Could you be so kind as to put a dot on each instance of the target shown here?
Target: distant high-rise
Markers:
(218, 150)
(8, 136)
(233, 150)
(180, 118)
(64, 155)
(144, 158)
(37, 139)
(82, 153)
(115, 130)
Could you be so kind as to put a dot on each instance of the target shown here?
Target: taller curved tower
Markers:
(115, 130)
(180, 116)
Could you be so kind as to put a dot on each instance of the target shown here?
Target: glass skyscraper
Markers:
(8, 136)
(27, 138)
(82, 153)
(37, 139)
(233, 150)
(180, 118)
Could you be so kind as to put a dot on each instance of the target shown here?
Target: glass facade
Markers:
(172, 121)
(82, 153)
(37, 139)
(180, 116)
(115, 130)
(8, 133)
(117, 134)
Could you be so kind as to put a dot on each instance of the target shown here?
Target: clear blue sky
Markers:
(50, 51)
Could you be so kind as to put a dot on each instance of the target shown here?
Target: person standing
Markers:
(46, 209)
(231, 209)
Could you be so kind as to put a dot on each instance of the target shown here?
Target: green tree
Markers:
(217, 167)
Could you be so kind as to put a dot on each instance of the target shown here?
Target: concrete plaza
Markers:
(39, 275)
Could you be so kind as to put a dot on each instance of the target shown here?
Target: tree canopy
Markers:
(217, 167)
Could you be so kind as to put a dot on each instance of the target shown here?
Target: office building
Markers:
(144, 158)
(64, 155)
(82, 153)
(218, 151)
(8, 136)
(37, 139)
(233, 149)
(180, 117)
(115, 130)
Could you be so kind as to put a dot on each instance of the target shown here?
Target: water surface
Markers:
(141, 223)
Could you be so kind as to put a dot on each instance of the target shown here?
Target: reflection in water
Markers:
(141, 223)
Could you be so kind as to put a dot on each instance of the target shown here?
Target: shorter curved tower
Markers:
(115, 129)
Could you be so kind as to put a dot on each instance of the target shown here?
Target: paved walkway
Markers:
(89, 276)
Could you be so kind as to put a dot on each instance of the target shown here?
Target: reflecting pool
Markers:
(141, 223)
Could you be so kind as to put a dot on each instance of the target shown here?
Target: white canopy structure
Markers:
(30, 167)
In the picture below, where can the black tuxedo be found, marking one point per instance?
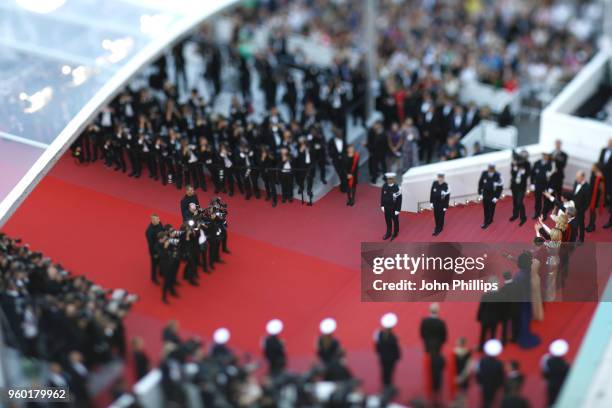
(540, 178)
(518, 185)
(337, 157)
(439, 197)
(391, 202)
(490, 187)
(151, 234)
(581, 199)
(388, 350)
(434, 334)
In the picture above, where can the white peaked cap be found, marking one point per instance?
(274, 327)
(328, 326)
(221, 335)
(389, 320)
(493, 348)
(558, 348)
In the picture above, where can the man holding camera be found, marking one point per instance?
(151, 233)
(390, 205)
(189, 198)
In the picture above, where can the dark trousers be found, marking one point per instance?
(488, 207)
(387, 369)
(488, 330)
(580, 222)
(518, 205)
(392, 221)
(287, 186)
(514, 328)
(270, 185)
(155, 268)
(341, 175)
(538, 202)
(439, 217)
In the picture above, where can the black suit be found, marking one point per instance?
(391, 202)
(555, 370)
(518, 185)
(337, 157)
(540, 176)
(581, 199)
(433, 334)
(489, 315)
(185, 201)
(490, 376)
(387, 348)
(151, 234)
(490, 187)
(439, 196)
(274, 351)
(605, 161)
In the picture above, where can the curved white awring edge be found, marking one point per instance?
(108, 91)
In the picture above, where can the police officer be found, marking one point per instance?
(152, 232)
(387, 347)
(328, 347)
(439, 198)
(519, 172)
(490, 187)
(189, 198)
(390, 205)
(490, 372)
(555, 369)
(540, 178)
(274, 348)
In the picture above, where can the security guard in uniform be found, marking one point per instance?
(439, 198)
(490, 187)
(519, 173)
(390, 205)
(387, 347)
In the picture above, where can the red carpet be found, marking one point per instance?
(296, 263)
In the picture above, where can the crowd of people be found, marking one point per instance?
(198, 242)
(545, 180)
(68, 322)
(223, 378)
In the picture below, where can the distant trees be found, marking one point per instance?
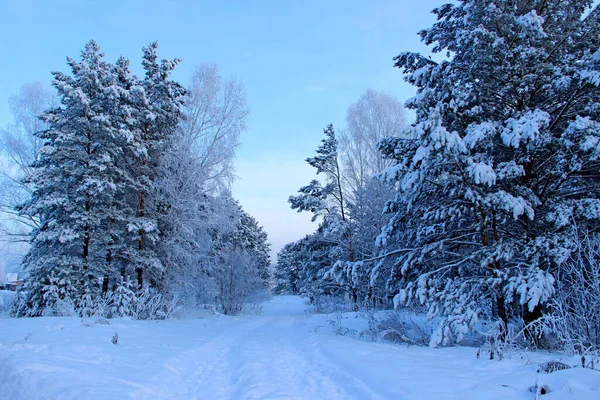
(375, 116)
(350, 203)
(20, 147)
(130, 195)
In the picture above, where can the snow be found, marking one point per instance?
(283, 353)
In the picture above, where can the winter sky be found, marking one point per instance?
(302, 62)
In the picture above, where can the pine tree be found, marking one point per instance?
(502, 161)
(75, 180)
(157, 114)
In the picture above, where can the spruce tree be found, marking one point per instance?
(502, 161)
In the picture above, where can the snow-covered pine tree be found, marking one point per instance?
(156, 120)
(330, 202)
(504, 160)
(76, 179)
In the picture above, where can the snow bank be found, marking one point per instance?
(283, 353)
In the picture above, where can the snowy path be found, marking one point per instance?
(284, 353)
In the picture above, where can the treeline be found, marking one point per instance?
(487, 206)
(127, 193)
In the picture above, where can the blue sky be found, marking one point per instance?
(302, 62)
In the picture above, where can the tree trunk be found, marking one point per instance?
(528, 318)
(502, 315)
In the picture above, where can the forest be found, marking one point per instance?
(484, 208)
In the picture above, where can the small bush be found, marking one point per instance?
(402, 327)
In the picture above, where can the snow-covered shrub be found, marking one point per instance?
(574, 317)
(328, 304)
(6, 301)
(238, 279)
(123, 299)
(402, 327)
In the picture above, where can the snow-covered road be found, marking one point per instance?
(283, 353)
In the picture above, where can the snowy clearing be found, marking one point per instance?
(283, 353)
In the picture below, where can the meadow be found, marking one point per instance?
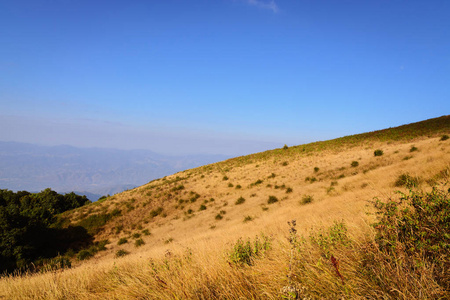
(360, 217)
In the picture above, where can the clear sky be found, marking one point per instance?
(218, 76)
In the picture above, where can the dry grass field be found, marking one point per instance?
(221, 231)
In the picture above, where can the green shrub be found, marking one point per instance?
(122, 241)
(121, 252)
(240, 200)
(272, 199)
(57, 263)
(248, 219)
(156, 212)
(84, 254)
(307, 199)
(414, 233)
(139, 243)
(378, 152)
(407, 181)
(244, 253)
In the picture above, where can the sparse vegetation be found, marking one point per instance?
(272, 199)
(240, 200)
(307, 199)
(407, 180)
(121, 253)
(139, 242)
(403, 256)
(378, 152)
(245, 253)
(122, 241)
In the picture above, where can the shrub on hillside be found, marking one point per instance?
(244, 253)
(272, 199)
(414, 233)
(240, 200)
(407, 180)
(307, 199)
(378, 152)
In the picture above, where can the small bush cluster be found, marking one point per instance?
(272, 199)
(407, 181)
(307, 199)
(240, 200)
(244, 253)
(378, 152)
(121, 252)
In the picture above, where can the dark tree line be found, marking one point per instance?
(29, 231)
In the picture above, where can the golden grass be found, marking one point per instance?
(195, 264)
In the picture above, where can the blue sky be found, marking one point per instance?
(218, 76)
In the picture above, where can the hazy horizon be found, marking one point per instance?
(229, 77)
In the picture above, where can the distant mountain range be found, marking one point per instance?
(88, 171)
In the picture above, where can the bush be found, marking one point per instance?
(248, 219)
(307, 199)
(416, 230)
(156, 212)
(378, 152)
(121, 252)
(139, 243)
(407, 181)
(84, 254)
(272, 199)
(240, 200)
(244, 253)
(122, 241)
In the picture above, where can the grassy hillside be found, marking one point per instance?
(221, 231)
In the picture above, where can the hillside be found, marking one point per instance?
(172, 237)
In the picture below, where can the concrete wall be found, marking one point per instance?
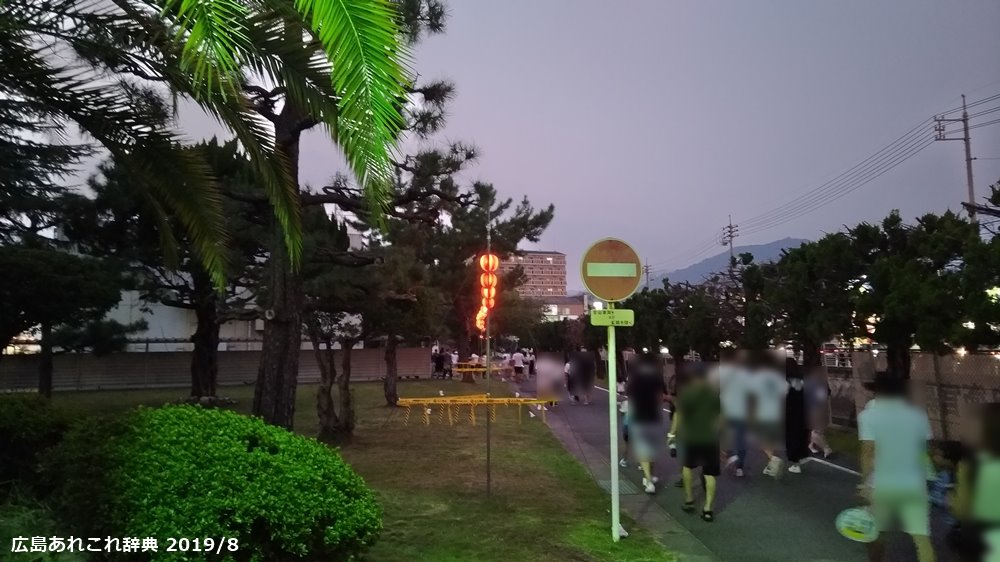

- - -

Brief: Output the records above in their entirety and exactly, leaving out all images.

Response box:
Could you be so kind as to put a dot on each instance of the target shown here?
Target: distant high-rise
Markers:
(218, 150)
(8, 136)
(233, 150)
(180, 118)
(64, 155)
(144, 158)
(37, 139)
(82, 153)
(115, 130)
Could you be so kind as to put a dot on each instance of the target shown here?
Target: taller curved tower
Markers:
(115, 130)
(180, 116)
Could you be so kind as to put a dot on each instance of the target shown here?
Target: glass skyscraper
Markers:
(8, 136)
(27, 138)
(82, 153)
(37, 139)
(233, 150)
(180, 118)
Could you be so kind as to put a dot on each instance of the target shown here?
Target: glass facade
Markers:
(172, 121)
(82, 153)
(37, 139)
(180, 116)
(115, 130)
(8, 133)
(117, 134)
Could you be so kind as to put a dot on each instance of the target shown here?
Target: clear blue sky
Markers:
(50, 51)
Could you be so kind as to put a dot on each instance of the target shown here?
Target: person standing
Markers:
(46, 209)
(231, 209)
Could you be so kind as to put a dot on each instance of the target shown here?
Target: green tree
Markers:
(217, 167)
Could you be so kind as to put a dot on each instance of the target shown here?
Target: concrete plaza
Markers:
(39, 275)
Could you be so kind as to put a dot on each instance of the target shown here?
Target: tree canopy
Markers:
(217, 167)
Could you be so kind as to put a dot on each instance of the target shown here?
Target: office building
Markers:
(144, 158)
(64, 155)
(82, 153)
(218, 151)
(8, 136)
(37, 139)
(233, 149)
(180, 117)
(115, 130)
Could you be so kind as to put a dot on each instance of the target shown here?
Target: water surface
Markers:
(141, 223)
Could you be so kind as to put a dot on each instance of the target shown here?
Target: reflection in water
Markers:
(141, 223)
Could you be so kind as to put a dot on each instance of the target shown here?
Target: shorter curved tower
Markers:
(115, 129)
Could you be so kind as to put a dot on each instance of the target shown here?
Target: paved walkway
Markers:
(89, 276)
Could you be so kind as to put a dot on each instance of the target shown here?
Target: reflecting pool
Markers:
(141, 223)
Could you be so kind as to put a dot on each instance of the target shown here?
Target: white canopy structure
Markers:
(30, 167)
In the picture below, where can the black tuxedo be found, marking one point per instance?
(540, 178)
(518, 185)
(337, 157)
(439, 197)
(391, 202)
(490, 187)
(151, 234)
(581, 199)
(388, 350)
(434, 334)
In the picture above, where can the white peaked cap be found, marking one point per instance?
(274, 327)
(328, 326)
(221, 335)
(389, 320)
(493, 348)
(558, 348)
In the picture above, where can the man holding camera be found, marking one point per instance?
(151, 233)
(390, 205)
(189, 198)
In the picture above, where can the dark trousers be found, marking one point per instance?
(488, 207)
(387, 369)
(488, 330)
(580, 222)
(518, 205)
(392, 221)
(287, 186)
(514, 328)
(270, 185)
(155, 268)
(341, 175)
(538, 202)
(439, 217)
In the picture above, where can the black suit be found, marking one point per instance?
(391, 202)
(555, 370)
(518, 185)
(337, 157)
(540, 176)
(581, 199)
(433, 334)
(489, 315)
(185, 201)
(490, 376)
(387, 348)
(151, 234)
(490, 187)
(439, 196)
(274, 351)
(605, 161)
In the picture above, where can the curved white awring edge be found, marking one point per instance?
(108, 91)
In the picture above, where can the police officer be found, marking one point per instance?
(152, 232)
(387, 347)
(328, 347)
(439, 198)
(519, 172)
(490, 187)
(189, 198)
(390, 205)
(490, 372)
(555, 369)
(540, 178)
(274, 348)
In the picture above, where can the security guard in uniform be found, marking one point per instance?
(439, 198)
(490, 187)
(519, 173)
(390, 205)
(387, 347)
In the picture above, where can the red carpet be found, marking one point per instance?
(296, 263)
In the picture above, where can the crowd of people be found, marking one point per instance?
(198, 242)
(545, 180)
(68, 322)
(223, 378)
In the picture below, where can the distant trees be found, marking one point per instance?
(375, 116)
(350, 203)
(20, 147)
(130, 195)
In the picture above, where can the snow be found, marking one point per instance?
(283, 353)
In the picture above, where can the winter sky be found, marking one point per instance?
(302, 62)
In the picture above, where can the pine tree be found, marking one point per instance?
(502, 161)
(75, 180)
(157, 114)
In the picture above, where can the spruce tree be found, marking one point per instance?
(502, 161)
In the picture above, where can the snow-covered pine tree be found, marking one point per instance?
(156, 120)
(330, 202)
(504, 160)
(76, 179)
In the picture above, where can the snow bank be found, marking one point per instance?
(283, 353)
In the picture above, where can the snowy path be found, marking one point per instance?
(284, 353)
In the picture above, where can the treeline be found, marking one point per instance?
(487, 206)
(127, 193)
In the picture above, where can the blue sky be found, marking one point per instance?
(302, 62)
In the picture above, where can the tree trunk be found, marking one point per instance?
(528, 318)
(502, 315)
In the picture above, where can the forest be found, marking one point per instance?
(484, 208)
In the picture above, where can the small bush be found, marking one point per instance?
(402, 327)
In the picture above, where can the snow-covered shrub be found, marking one point per instance?
(574, 317)
(328, 304)
(6, 301)
(238, 279)
(123, 299)
(402, 327)
In the picture above, where can the snow-covered road be found, marking one point per instance?
(283, 353)
In the picture above, where can the snowy clearing be found, marking one point per instance?
(283, 353)
In the picture below, where can the meadow be found, marking one point per instance?
(360, 217)
In the picture above, where can the clear sky be found, marking one point per instance?
(218, 76)
In the picture above, where can the dry grass field be found, marking one point per instance?
(221, 231)
In the picture above, where can the green shrub be found, marking one point per instance?
(122, 241)
(121, 252)
(240, 200)
(272, 199)
(57, 263)
(248, 219)
(156, 212)
(84, 254)
(307, 199)
(414, 233)
(139, 243)
(378, 152)
(407, 181)
(244, 253)
In the picture above, where can the sparse vegetation be found, marking one point per instance?
(272, 199)
(240, 200)
(307, 199)
(407, 180)
(121, 253)
(139, 242)
(403, 256)
(378, 152)
(245, 253)
(122, 241)
In the picture above, where can the shrub on hillside be found, marking one point per instance?
(244, 253)
(272, 199)
(414, 233)
(240, 200)
(407, 180)
(307, 199)
(378, 152)
In the picture above, where can the small bush cluster be found, marking one point per instance?
(272, 199)
(407, 181)
(307, 199)
(240, 200)
(244, 253)
(378, 152)
(121, 252)
In the picture above, where can the dark tree line be found, marking one point per instance?
(29, 231)
In the picture above, where can the golden grass be found, marking one point per instance?
(195, 264)
In the picture above, where can the blue sky be found, marking one point per instance?
(218, 76)
In the picture above, where can the hazy horizon be found, marking one point per instance?
(229, 77)
In the picture above, where can the distant mountain range be found, marking one point per instance?
(88, 171)
In the picture above, where can the bush be found, marking one point per instance?
(248, 219)
(307, 199)
(416, 230)
(156, 212)
(378, 152)
(121, 252)
(139, 243)
(407, 181)
(84, 254)
(272, 199)
(240, 200)
(244, 253)
(122, 241)
In the picture above, where can the grassy hillside be found, marking one point per instance?
(221, 231)
In the picture above, where can the hillside be found, marking one point per instance?
(172, 237)
In the picture below, where can the concrete wall be found, marking one point per instance?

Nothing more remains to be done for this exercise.